> **EXERCISE DIRECTIONS**
Update the material below by replacing every instance of "Phrase" with "Target". Leave everything else unchanged.

(Source data)
---

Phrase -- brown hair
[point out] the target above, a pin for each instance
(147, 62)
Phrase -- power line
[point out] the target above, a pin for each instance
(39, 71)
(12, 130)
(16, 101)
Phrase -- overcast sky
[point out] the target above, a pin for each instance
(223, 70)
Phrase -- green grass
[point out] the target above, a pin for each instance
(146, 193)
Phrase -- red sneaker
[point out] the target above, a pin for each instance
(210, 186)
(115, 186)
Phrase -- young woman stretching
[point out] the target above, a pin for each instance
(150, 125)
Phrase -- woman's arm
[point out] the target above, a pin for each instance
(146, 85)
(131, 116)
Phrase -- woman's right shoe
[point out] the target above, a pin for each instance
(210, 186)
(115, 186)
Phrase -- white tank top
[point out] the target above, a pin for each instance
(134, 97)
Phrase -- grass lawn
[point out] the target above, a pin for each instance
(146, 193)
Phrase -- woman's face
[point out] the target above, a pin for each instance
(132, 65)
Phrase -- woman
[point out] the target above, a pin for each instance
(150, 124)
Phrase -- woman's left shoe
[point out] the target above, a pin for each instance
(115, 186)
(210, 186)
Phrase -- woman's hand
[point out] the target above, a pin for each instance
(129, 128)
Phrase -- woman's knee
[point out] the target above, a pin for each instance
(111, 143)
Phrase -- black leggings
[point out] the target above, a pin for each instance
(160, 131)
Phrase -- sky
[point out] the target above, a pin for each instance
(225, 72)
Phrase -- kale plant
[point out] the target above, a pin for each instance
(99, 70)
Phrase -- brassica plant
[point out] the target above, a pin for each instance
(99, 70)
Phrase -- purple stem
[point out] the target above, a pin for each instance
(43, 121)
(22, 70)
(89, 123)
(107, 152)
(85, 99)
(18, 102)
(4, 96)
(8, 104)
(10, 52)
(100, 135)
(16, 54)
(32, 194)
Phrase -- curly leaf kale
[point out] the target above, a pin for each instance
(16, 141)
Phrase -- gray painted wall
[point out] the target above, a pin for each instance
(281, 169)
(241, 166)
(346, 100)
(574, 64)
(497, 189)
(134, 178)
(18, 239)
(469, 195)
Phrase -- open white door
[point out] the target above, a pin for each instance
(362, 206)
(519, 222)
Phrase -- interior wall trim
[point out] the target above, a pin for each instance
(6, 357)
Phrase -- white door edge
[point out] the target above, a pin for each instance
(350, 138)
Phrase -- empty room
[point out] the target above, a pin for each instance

---

> **REPLY TO THE TASK**
Target -- brown hair
[point out] the target above, a pin for each instance
(147, 62)
Target -- power line
[point out] the target above, a pin for each instance
(39, 71)
(12, 130)
(16, 101)
Target -- overcast sky
[point out] the target above, a pin for each instance
(223, 70)
Target -- green grass
[point out] the target above, a pin for each instance
(146, 193)
Target -- red sneaker
[point out] the target above, a pin for each instance
(210, 186)
(115, 186)
Target -- young woman stretching
[point out] the target above, a pin for each instance
(150, 125)
Target -- woman's arm
[point out] the target above, a pin for each instance
(146, 85)
(131, 116)
Target -- woman's right shoe
[point out] the target above, a pin for each instance
(210, 186)
(115, 186)
Target -- white tank top
[point out] the target above, a pin for each instance
(134, 97)
Target -- grass lawn
[point out] the target above, a pin for each instance
(146, 193)
Target -- woman's face
[point out] the target above, a pin for each instance
(132, 65)
Target -- woman
[point out] the target above, a pin for each instance
(150, 124)
Target -- woman's left shoe
[point out] the target above, a pin for each instance
(115, 186)
(210, 186)
Target -- woman's hand
[point out] the target above, a pin for each instance
(129, 128)
Target -- woman's knee
[point out] the target above, a pin for each instance
(111, 143)
Target -- black leggings
[point out] the target above, a pin for each instance
(160, 131)
Target -- sky
[point out] the target above, a pin for each instance
(225, 72)
Target -- kale plant
[point out] the target above, a pin for each instance
(99, 70)
Target -- brassica plant
[point out] the target above, a pin for each instance
(99, 70)
Target -- purple stem
[point out] the target above, a pin for each instance
(43, 121)
(22, 70)
(89, 123)
(107, 152)
(85, 99)
(18, 102)
(4, 96)
(8, 104)
(10, 52)
(100, 135)
(16, 54)
(32, 194)
Target -- curly leaf kale
[point out] the target above, a pin for each instance
(16, 141)
Target -- gray painted wall
[point out] the target above, a pin for each instance
(281, 169)
(241, 166)
(346, 100)
(574, 64)
(497, 189)
(134, 178)
(18, 239)
(469, 195)
Target -- open white door
[point out] the target above, a pin for each instance
(362, 206)
(519, 222)
Target -- interior wall trim
[point out] the target above, a pin for each instance
(6, 357)
Target -- white door edge
[point out] the target above, a pin for each instance
(350, 138)
Target -- empty room
[point out] the target above, a pin for each instance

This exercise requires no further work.